(Rows of box annotation data)
%%

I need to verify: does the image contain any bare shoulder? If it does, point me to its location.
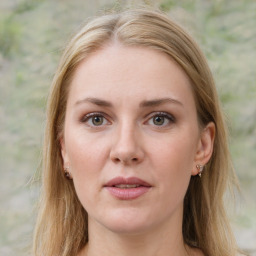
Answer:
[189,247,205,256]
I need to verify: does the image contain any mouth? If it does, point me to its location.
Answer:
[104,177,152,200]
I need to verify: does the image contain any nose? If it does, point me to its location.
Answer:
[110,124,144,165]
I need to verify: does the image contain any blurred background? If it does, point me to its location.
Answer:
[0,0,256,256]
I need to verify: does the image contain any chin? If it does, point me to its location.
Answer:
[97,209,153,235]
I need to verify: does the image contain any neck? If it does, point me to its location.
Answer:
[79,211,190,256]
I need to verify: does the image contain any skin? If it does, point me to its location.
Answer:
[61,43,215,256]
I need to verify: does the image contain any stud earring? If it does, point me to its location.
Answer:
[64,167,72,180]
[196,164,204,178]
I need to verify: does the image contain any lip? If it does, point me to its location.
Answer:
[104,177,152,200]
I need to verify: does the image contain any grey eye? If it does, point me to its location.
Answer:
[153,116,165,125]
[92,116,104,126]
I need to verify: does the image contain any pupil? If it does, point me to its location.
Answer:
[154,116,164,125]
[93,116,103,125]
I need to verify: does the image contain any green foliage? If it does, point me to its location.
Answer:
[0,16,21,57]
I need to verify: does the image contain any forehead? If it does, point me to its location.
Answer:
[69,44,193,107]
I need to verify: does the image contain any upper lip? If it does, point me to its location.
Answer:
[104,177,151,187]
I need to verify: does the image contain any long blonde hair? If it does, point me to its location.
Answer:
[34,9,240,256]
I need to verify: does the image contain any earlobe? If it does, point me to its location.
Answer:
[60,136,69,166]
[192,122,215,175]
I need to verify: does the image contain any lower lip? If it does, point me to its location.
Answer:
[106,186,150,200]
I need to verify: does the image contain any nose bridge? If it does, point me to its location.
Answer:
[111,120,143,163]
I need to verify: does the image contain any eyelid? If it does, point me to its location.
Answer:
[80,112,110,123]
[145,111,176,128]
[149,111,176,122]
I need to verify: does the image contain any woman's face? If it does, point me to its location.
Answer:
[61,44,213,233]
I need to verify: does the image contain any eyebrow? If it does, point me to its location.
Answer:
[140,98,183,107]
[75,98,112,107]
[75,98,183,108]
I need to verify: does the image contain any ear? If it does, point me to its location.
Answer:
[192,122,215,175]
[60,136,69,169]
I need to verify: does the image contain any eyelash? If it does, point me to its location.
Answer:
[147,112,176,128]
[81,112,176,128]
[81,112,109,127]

%%

Requirement =
Put the lines above into a JSON list of strings, one string per line, skipping blank lines and leaving out the pictures.

The solution =
[
  "I need to verify: does the image contain any bare shoulder? If it does, point me to its location.",
  "Answer:",
  "[189,247,205,256]",
  "I need to verify: does the image contain any mouth? If it does, point me to its location.",
  "Answer:",
  "[104,177,152,200]",
  "I need to verify: does the image contain any nose? If it does, point me to its location.",
  "Answer:",
  "[110,124,144,165]",
  "I need to verify: does the image contain any blurred background? If it does, point me to its location.",
  "Answer:",
  "[0,0,256,256]",
  "I need to verify: does the image contain any chin? If it does, point me to its location.",
  "Answer:",
  "[97,209,153,235]",
  "I need to verify: does the image contain any neck? If it does, point me to its location.",
  "Answer:",
  "[79,211,190,256]",
  "I need to verify: does the image contain any skin? If it does, point me to its location.",
  "Answer:",
  "[61,43,215,256]",
  "I need to verify: does the image contain any stud earring? If it does, point me to its location.",
  "Answer:",
  "[64,167,72,180]",
  "[196,164,204,178]",
  "I need to verify: does the image contain any lip? If it does, point me to its location.",
  "Answer:",
  "[104,177,152,200]",
  "I need to verify: does the image contain any grey eye? If it does, point me to its location.",
  "Answer:",
  "[153,116,165,125]",
  "[92,116,104,126]",
  "I need to verify: does the image contain any pupil? If it does, point me to its location.",
  "Answer:",
  "[154,116,164,125]",
  "[93,116,103,125]",
  "I need to verify: does the image contain any green foliage? If it does, point me to its location.",
  "Answer:",
  "[0,16,21,57]",
  "I need to verify: does the image contain any forehead? If it does, point me to its location.",
  "Answer:",
  "[69,44,193,107]",
  "I need to verify: does the image contain any upper lip? If it does, point me to its location.",
  "Answer:",
  "[104,177,151,187]",
  "I need to verify: does the image contain any long blonde hair? If it does, point me to its location.",
  "Answer:",
  "[34,9,240,256]",
  "I need to verify: does the image contain any earlobe? If it does, point me to its location.",
  "Answer:",
  "[60,136,69,166]",
  "[192,122,215,175]",
  "I need to verify: does the image contain any lower lip? If it does, point me to its location.",
  "Answer:",
  "[106,186,150,200]",
  "I need to verify: does the image contain any nose bridge? If it does, point me to its location.",
  "Answer:",
  "[111,120,143,163]",
  "I need to verify: does the image contain any eyelid? If it does, point me to its location.",
  "Answer:",
  "[80,112,110,123]",
  "[145,111,176,128]",
  "[149,111,176,122]",
  "I need to verify: does the image contain any woman's face? If it does, point me to its location.",
  "Answer:",
  "[61,44,213,233]",
  "I need to verify: does the image contain any eyebrow? If it does, point me to its location.",
  "Answer:",
  "[140,98,183,107]",
  "[75,98,112,107]",
  "[75,98,183,108]",
  "I need to verify: does the image contain any ear? If it does, point me to its location.",
  "Answer:",
  "[192,122,215,175]",
  "[60,136,69,169]",
  "I need to verify: does the image contain any eyelash? If it does, point me to its location.",
  "Answer:",
  "[147,112,176,128]",
  "[81,112,176,128]",
  "[81,112,109,127]"
]